— Start Text shown —

Notice of Pre-AIA or AIA Status
The present application, filed on or after March 16, 2013, is being examined under the first inventor to file provisions of the AIA .
Information Disclosure Statement
The information disclosure statement(s) (IDS) submitted on 10/26/2023 been considered by the examiner.
Claim Rejections - 35 USC § 102
In the event the determination of the status of the application as subject to AIA 35 U.S.C. 102 and 103 (or as subject to pre-AIA 35 U.S.C. 102 and 103) is incorrect, any correction of the statutory basis (i.e., changing from AIA to pre-AIA ) for the rejection will not be considered a new ground of rejection if the prior art relied upon, and the rationale supporting the rejection, would be the same under either status.
The following is a quotation of the appropriate paragraphs of 35 U.S.C. 102 that form the basis for the rejections under this section made in this Office action:
A person shall be entitled to a patent unless –
(a)(1) the claimed invention was patented, described in a printed publication, or in public use, on sale, or otherwise available to the public before the effective filing date of the claimed invention.
(a)(2) the claimed invention was described in a patent issued under section 151, or in an application for patent published or deemed published under section 122(b), in which the patent or application, as the case may be, names another inventor and was effectively filed before the effective filing date of the claimed invention.
Claim(s) 1, 7-10, and 13-16 are rejected under 35 U.S.C. 102(a)(2) as being anticipated by Mu et al. (US 20230137396 A1).
Regarding Claim 1, Mu teaches an electric vehicle supply equipment (EVSE) (106) configured to provide electrical power from a donor vehicle (102) to a recipient vehicle (104A-B) (see Fig. 1), the EVSE comprising:
electrical power transfer circuitry having a power input (receptacle 108) and a power output (cable 112B, ¶[28] “An opposite end of the cord 112B from the charging gun 110B can be coupled to the EVSE 106. For example, the opposite end can be permanently attached to the EVSE 106, or the opposite end can have a connector (e.g., a plug and corresponding receptacle) that facilitates removable coupling with the EVSE 106”);
a recipient connector (charging gun 110A) connected to the power output and configured to interconnect with a recipient charge port of the recipient vehicle (104A-B) (see Fig. 1 and ¶[28] “The cord set 100 includes a charging gun 110B coupled to an end of a cord 112B”); and
a donor connector (charging gun 110A), connected to the power input and configured to interconnect with a donor charge port of the donor vehicle (102) (¶[27] “The cord set 100 includes a charging gun 110A coupled to an end of a cord 112A”),
wherein the donor connector has one or more electrical attributes that distinguish the donor connector from the recipient connector (¶[32] “When the connectors 114A-114B are coupled to the receptacle 108, the voltage divider 120 can be coupled to the circuitry so as to be included in a proximity-pin line. The voltage divider 120 can include at least one resistor 122”, see also ¶[48]).

— End Text shown —
— Start Material —

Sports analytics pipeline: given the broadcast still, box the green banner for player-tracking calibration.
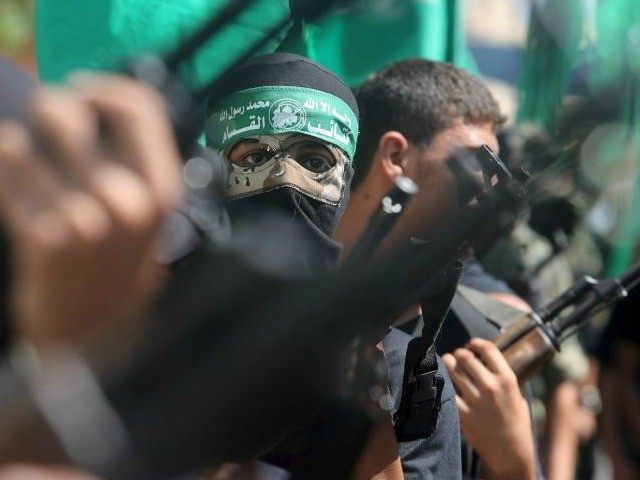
[35,0,289,87]
[279,0,477,86]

— End Material —

§ The tasks:
(A) Decide whether each of the following statements agrees with the office action. Answer yes or no for each, and quote the exact words of the office action that decide it.
(i) The application was filed on or after March 16, 2013.
(ii) Claims 1 through 16 are all rejected under 35 U.S.C. 102(a)(2).
(iii) According to the quoted ¶[32], the voltage divider 120 can include at least one resistor.
(B) Return the part of the office action that opens with the words containing "(a)(2) the claimed" and closes with "filed before the effective filing date of the claimed invention.", copied word for word.
(C) Write the next part of the office action rejecting the electric vehicle supply equipment claims, picking up after its final sentence.

§ Expected outputs:
(A)
(i) Yes: "The present application, filed on or after March 16, 2013"
(ii) No: "Claim(s) 1, 7-10, and 13-16 are rejected under 35 U.S.C. 102(a)(2)"
(iii) Yes: "The voltage divider 120 can include at least one resistor 122"

(B)
(a)(2) the claimed invention was described in a patent issued under section 151, or in an application for patent published or deemed published under section 122(b), in which the patent or application, as the case may be, names another inventor and was effectively filed before the effective filing date of the claimed invention.

(C)
Regarding Claim 7, Mu teaches the electric vehicle supply equipment according to claim 1.
Mu further teaches wherein the recipient connector provides a control pilot signal and wherein the donor connector does not provide a control pilot signal (see Fig. 6, ¶[50] “In state D-E for the donor, no PWM is generated. In the corresponding state A for the acceptor, a 12V signal can be generated”).
Regarding Claim 8, Mu teaches the electric vehicle supply equipment according to claim 1.
Mu further teaches wherein the donor connector (charging gun 110A and cord 112A, see Fig. 1) is detachable from and reconnectable to the electric vehicle supply equipment (106) (¶[27] “A connector 114A is coupled to an opposite end of the cord 112A from the charging gun 110A”).
Regarding Claim 9, Mu teaches the electric vehicle supply equipment according to claim 8.
Mu further teaches wherein the donor connector (110A) is replaceable with a power connector configured to connect to an electrical power grid (118) (see Fig. 1 and ¶[30] “The cord set 100 includes a grid cord 116. A connector 114B is coupled to an end of the grid cord 116. The connector 114B is configured to be coupled with the receptacle 108 for G2V charging”).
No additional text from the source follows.